= Given task 1 =
How many lines of the entries contain the string "instance"? Reply with the number only.

___ Selection ___

I am trying to measure L1 cache misses for my program. I turned on the L1 data cache miss rate for sampling. When checked, noticed that it has turned on the L2D_REPL event. The L1 data cache miss rate is defined as
L1 data cache rate = L1D_REPL/INST_RETIRED.ANY
L1D_REPL : This event counts the number of lines brought into the L1 data cache
I was hoping that for L1 data cache misses, it will be
L1 data cache rate = L1D_CACHE_LD.I_STATE/INST_RETIRED.ANY
L1D_CACHE_LD.I_STATE : Counts how many times requests miss the cache
Then I tried to measure L1D_CACHE_LD.I_STATE and L1D_REPL events. Though they are not exactly same, those are not far apart either.
So I am trying to understand why L1 data cache miss rate is considering L1D_REPL instead of L1D_CACHE_LD.I_STATE.
On the couterpart of L2 cache miss rate, it seems to be considering L2_LINES_IN.SELF.ANY/INST_RETIRED.ANY.
L2_LINES_IN.SELF.ANY : This event counts the number of cache lines allocated in the L2 cache.
L2 as well as L1 cache miss rate is based on cache lines allocated. Why isnt it based on cache misses such as L1D_CACHE_LD.I_STATE. Also, for L2 cache, I dont see something similar to L1D_CACHE_LD.I_STATE.
Any insight will help.
You talked about "L1 data cache miss rate" - Iperfer to use MEM_LOAD_RETIRED.L1D_MISS event, or L1D_CACHE_LD.I_STATE event.
It doesn't make sense to use L1D_REPL event to measure L1 data cache misses.
For L2 data cache miss, please use MEM_LOAD_RETIRED.L2_MISS event. (L2_LINES_IN measures both L2 instruction cache misses andL2 data cache misses)
I am not sure why the built-in L1 data cache miss rate is using L1D_REPL.
I was not very clear about the difference between MEM_LOAD_RETIRED.L1D/L2_MISS and MEM_LOAD_RETIRED.L1D/L2_LINE_MISS. Any thoughts ?

___ Given information ___

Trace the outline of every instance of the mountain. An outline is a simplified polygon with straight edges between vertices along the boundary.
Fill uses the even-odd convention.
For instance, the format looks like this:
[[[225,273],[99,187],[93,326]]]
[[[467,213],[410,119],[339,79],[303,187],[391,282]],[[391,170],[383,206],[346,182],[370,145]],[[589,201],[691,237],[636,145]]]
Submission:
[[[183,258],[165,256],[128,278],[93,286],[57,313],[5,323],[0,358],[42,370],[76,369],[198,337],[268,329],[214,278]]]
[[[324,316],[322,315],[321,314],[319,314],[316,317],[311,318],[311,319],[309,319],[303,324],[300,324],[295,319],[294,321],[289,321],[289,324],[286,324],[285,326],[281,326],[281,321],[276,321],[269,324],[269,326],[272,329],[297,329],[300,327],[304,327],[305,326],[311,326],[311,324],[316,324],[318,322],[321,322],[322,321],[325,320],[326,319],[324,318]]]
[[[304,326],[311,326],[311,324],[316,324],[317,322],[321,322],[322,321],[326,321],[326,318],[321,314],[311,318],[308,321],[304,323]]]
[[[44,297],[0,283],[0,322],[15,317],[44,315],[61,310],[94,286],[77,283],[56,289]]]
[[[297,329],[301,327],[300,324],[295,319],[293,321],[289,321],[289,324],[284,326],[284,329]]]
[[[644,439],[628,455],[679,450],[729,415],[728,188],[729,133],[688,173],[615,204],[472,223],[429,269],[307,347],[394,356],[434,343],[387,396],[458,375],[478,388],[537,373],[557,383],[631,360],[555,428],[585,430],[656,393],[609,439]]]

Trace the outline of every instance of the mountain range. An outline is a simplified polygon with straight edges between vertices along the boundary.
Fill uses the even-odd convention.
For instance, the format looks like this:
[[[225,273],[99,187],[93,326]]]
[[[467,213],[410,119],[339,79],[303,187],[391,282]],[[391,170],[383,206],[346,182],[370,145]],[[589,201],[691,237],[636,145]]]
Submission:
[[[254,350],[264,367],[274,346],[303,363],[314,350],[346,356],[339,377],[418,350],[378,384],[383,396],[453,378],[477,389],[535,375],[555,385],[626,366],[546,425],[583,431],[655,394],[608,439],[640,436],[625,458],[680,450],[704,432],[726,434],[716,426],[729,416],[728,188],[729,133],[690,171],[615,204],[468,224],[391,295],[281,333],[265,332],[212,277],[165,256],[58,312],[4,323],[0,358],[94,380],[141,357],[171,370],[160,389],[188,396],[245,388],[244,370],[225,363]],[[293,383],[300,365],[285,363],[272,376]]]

___

= Given task 2 =
Can you pick up the forum thread on measuring L1 and L2 cache misses and keep it going after its last post?

= Expected answer 1 =
4

= Expected answer 2 =
Another related query -- If I add multiple events to be counted, VTune needs multiple runs of the program. If I am counting cache related events, I guess the first run of the program will have impact on the second run as the data will be cached by first run. Is there anyway to invalidate the whole cache before any run ? This will give clean counts for cache related events.
If you have multiple events to be monitored in separated runs, note that each run is independent.
You are right! Sometime first run will remain data in cache - it will impact on second run:-(
So you can split one activity to two activities - before you run second activity, run other program on your platform to invalidate the cache.
Does it help?
To that matter I have written function to churn lot of data before actually executing the funtion of interest. That way probably most of the cache should have flushed the data. But all this is speculation that the cache will be flushed. I have tried 'clflush' as well but do not see much impact with/without clflush.
Anyway. Thanks for your responses. Its good to know that multiple runs of the program to collect different events are run independently.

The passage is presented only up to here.